Assignment: All lines in the material below that hold "dark" should be found and copied.

Data supplied:
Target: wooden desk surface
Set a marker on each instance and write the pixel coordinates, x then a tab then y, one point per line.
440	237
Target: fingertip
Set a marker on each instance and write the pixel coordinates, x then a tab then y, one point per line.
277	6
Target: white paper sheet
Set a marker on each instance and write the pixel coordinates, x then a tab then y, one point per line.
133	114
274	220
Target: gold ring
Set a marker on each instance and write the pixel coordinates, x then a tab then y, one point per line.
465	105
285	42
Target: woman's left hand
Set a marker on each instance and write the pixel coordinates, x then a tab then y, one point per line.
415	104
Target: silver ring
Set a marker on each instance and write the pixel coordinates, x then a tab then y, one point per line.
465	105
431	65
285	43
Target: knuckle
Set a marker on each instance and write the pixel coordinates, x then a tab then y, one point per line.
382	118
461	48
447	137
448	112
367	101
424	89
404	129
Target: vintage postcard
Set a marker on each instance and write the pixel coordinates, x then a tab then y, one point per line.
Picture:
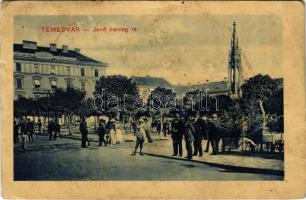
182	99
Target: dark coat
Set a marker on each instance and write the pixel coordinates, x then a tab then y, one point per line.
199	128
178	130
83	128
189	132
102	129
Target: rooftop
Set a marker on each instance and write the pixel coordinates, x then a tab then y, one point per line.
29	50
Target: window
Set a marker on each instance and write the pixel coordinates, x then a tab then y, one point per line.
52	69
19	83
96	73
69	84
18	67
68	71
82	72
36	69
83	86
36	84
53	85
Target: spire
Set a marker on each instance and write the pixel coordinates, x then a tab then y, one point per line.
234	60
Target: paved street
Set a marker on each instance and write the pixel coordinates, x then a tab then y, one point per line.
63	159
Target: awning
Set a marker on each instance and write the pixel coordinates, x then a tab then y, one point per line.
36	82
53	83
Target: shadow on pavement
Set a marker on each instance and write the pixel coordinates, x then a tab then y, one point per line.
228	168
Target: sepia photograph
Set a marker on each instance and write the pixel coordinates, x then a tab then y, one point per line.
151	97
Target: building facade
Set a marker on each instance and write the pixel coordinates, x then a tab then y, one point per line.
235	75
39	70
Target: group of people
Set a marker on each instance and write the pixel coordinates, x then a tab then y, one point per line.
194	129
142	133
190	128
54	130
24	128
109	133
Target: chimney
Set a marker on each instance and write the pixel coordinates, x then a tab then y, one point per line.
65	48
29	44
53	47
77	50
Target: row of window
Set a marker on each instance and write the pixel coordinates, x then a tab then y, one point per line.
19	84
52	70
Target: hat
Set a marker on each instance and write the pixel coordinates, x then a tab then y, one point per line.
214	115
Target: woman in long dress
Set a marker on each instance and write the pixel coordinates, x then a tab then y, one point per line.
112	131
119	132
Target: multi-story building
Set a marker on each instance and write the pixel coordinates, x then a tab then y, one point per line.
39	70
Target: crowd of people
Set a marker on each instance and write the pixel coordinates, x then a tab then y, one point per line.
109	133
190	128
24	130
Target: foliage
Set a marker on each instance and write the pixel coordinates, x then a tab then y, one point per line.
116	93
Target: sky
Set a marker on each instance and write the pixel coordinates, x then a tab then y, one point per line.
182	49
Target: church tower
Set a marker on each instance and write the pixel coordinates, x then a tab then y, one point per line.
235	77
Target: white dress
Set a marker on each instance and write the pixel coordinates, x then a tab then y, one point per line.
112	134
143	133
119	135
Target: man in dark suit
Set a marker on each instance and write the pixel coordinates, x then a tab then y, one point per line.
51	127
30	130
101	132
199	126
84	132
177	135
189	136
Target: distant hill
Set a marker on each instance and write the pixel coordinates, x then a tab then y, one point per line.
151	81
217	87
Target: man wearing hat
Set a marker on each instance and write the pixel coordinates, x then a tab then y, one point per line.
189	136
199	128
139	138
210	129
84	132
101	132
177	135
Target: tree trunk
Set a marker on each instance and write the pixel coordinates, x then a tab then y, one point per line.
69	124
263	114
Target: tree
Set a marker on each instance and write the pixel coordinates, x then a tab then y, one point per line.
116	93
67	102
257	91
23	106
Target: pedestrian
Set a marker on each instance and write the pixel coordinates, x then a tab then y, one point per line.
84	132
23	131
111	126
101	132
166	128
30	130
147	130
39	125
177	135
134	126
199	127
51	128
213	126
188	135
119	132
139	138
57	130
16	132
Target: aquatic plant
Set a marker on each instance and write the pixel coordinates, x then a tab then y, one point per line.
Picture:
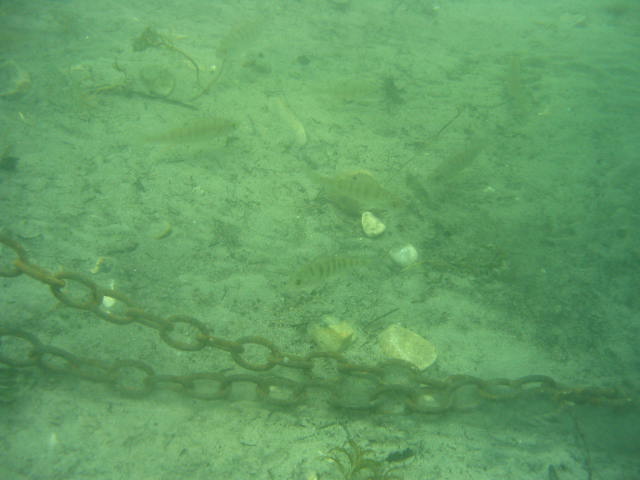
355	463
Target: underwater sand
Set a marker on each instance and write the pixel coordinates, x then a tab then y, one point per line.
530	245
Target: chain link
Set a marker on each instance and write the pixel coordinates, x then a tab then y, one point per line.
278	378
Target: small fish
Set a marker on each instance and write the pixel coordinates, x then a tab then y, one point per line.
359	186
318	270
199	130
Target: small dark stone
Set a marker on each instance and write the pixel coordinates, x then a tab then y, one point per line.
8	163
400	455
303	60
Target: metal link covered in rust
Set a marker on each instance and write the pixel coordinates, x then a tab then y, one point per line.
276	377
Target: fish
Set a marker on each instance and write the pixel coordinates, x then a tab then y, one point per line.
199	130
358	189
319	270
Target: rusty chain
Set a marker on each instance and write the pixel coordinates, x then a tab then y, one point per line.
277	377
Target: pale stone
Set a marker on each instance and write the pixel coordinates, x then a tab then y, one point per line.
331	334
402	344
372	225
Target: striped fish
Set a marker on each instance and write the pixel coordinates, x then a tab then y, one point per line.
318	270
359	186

...

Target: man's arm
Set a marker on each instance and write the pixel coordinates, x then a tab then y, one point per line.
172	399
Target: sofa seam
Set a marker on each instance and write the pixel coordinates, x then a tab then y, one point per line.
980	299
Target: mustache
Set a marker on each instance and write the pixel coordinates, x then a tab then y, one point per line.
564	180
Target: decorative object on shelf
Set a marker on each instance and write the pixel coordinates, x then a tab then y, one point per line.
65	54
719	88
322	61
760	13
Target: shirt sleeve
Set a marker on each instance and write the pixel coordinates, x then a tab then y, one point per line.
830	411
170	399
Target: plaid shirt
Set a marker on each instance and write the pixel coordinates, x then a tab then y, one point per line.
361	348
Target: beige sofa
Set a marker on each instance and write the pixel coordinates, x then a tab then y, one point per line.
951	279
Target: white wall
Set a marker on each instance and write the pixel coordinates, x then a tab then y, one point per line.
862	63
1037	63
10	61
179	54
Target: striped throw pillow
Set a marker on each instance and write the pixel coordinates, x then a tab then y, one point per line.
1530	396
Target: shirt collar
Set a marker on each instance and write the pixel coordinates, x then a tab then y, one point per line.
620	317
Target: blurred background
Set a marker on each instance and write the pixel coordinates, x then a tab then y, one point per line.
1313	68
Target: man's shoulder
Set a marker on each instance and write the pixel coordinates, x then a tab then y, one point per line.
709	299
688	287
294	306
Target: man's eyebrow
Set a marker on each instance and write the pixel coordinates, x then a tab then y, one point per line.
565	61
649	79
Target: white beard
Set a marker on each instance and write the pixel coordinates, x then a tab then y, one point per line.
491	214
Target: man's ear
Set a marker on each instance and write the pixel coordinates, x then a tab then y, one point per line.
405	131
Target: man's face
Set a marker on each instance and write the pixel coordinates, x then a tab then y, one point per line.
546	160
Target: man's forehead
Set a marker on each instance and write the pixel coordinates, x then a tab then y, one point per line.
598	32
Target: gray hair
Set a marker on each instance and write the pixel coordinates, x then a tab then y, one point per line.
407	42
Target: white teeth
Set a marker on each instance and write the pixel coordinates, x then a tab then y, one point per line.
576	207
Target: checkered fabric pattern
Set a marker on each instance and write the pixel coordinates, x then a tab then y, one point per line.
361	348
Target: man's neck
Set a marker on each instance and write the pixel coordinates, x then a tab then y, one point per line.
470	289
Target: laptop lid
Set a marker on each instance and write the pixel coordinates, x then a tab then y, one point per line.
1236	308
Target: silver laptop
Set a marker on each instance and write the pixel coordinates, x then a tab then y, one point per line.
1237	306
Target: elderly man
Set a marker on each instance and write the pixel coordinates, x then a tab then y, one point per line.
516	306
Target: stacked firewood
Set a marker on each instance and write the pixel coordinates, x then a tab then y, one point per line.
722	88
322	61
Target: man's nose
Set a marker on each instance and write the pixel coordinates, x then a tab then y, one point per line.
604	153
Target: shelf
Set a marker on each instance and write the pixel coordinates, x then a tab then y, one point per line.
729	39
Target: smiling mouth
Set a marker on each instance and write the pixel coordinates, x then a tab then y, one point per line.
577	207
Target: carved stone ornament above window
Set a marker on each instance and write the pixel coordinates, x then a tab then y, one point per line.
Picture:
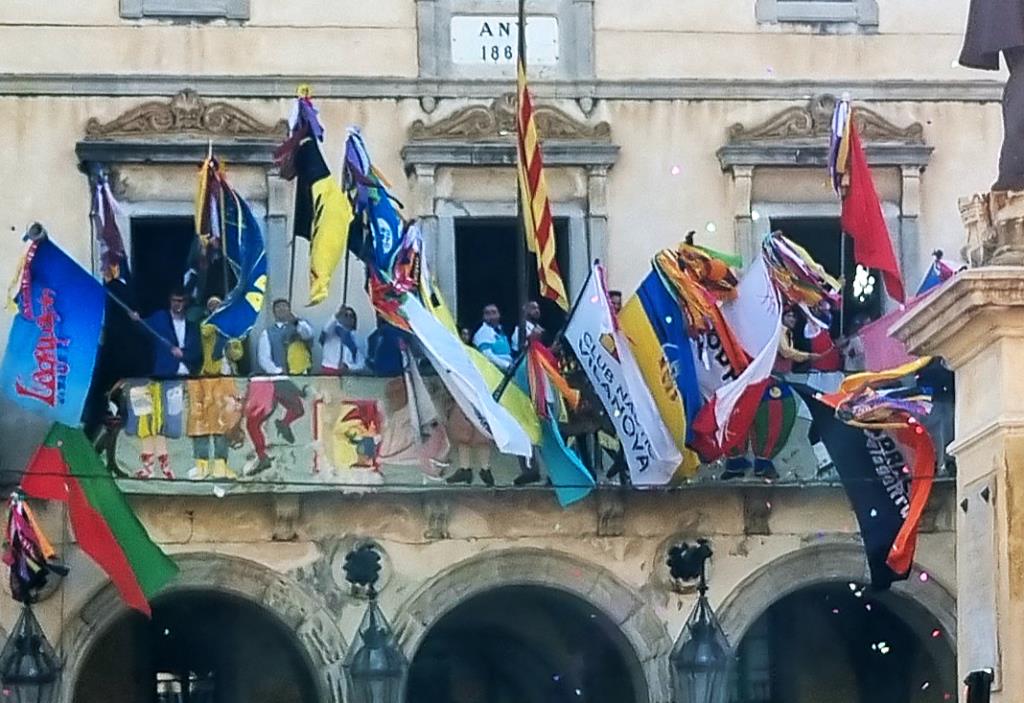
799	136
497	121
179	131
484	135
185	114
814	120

Answer space:
Target: dark coat
Target: man in dark suit
Target: small dark stone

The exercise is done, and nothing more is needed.